• [What needs to be done]: List every line below that contains the word "jacket".

++++++++++

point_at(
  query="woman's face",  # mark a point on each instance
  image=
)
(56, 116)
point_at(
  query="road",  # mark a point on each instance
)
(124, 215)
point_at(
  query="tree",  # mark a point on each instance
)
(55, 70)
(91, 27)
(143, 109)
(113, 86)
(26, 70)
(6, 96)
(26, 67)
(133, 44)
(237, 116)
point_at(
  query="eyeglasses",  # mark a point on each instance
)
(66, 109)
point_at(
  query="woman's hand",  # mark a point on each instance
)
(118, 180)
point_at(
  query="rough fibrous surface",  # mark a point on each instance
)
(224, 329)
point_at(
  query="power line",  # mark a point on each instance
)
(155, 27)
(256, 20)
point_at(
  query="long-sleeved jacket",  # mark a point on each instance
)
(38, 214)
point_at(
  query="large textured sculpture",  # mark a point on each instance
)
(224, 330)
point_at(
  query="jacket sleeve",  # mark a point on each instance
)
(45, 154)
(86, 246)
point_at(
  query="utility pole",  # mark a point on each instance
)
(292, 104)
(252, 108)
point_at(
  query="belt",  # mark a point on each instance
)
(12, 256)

++++++++++

• [Result below]:
  query="long-sleeved jacket",  # mark a point on each instance
  query="jacket sleeve",  # mark a point on each instance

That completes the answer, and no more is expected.